### Your goal
Identify each line in the entries below that contains the word "panel", and copy those lines.

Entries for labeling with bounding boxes
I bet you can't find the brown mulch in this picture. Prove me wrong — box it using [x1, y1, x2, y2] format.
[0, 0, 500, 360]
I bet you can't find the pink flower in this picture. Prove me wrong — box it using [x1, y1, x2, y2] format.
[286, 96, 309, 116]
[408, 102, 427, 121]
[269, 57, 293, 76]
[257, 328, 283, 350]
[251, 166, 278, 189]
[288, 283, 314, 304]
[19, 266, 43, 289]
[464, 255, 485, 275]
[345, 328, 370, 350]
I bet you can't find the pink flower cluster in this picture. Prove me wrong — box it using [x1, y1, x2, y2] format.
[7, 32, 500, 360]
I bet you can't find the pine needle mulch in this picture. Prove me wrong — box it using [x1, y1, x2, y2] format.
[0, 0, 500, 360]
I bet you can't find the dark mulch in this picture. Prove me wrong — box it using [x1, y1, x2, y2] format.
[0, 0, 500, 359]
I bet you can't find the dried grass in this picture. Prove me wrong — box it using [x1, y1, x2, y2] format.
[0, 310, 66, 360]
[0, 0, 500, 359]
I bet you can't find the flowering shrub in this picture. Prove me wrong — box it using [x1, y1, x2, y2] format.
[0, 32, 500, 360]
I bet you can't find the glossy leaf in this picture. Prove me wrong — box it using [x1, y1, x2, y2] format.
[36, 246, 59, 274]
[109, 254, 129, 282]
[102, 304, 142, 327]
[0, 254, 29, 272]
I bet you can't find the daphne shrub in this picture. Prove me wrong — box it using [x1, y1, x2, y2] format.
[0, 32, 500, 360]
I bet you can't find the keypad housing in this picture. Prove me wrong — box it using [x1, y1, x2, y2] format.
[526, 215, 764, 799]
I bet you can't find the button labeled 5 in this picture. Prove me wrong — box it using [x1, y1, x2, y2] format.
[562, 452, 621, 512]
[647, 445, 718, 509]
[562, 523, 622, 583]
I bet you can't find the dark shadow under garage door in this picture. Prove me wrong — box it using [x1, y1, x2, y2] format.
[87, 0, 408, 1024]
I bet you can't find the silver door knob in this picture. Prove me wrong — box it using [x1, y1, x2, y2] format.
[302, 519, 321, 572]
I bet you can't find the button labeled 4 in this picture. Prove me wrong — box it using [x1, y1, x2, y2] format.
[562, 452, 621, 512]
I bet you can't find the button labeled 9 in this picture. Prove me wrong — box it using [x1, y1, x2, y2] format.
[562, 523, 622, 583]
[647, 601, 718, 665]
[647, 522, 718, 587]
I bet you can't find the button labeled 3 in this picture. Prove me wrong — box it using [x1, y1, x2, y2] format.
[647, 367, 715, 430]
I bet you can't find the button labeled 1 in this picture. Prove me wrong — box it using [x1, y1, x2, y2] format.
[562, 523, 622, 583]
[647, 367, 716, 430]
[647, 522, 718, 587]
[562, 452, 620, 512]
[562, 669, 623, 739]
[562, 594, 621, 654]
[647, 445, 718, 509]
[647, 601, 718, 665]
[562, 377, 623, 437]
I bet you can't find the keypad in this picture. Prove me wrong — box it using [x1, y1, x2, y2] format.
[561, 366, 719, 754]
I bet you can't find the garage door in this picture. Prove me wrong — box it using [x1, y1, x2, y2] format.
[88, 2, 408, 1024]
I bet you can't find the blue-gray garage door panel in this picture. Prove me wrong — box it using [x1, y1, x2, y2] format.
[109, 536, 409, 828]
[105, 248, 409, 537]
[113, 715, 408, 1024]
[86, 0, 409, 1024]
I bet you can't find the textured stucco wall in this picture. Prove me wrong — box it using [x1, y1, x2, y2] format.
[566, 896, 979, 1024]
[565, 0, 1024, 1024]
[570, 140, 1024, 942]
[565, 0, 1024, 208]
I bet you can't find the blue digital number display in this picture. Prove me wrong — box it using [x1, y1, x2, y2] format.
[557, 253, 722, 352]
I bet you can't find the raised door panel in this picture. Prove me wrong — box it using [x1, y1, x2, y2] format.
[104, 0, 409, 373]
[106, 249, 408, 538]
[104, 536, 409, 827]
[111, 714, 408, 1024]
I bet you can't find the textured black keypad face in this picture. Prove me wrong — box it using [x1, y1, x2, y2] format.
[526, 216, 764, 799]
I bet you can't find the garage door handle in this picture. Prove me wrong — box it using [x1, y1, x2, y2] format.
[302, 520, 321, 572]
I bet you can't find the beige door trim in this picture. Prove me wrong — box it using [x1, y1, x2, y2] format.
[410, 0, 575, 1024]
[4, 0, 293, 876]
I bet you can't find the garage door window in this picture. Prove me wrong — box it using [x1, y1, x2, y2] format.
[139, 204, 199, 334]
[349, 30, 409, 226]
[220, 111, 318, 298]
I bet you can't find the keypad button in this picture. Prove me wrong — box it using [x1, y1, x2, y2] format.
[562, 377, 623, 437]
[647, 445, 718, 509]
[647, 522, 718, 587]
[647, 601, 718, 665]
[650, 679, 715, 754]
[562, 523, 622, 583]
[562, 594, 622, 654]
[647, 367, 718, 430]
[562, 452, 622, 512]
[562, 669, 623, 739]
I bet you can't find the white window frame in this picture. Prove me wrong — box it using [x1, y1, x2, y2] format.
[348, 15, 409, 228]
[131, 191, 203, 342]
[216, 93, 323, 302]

### Result for this exercise
I bet you can't find the blue-gray garage door panel in this picture. Prove me wrong — box it using [x1, y1, x2, y2] format.
I bet you can't find the raised door panel in this picture. Prove me wrong — box it using [x1, y1, x2, y2] format.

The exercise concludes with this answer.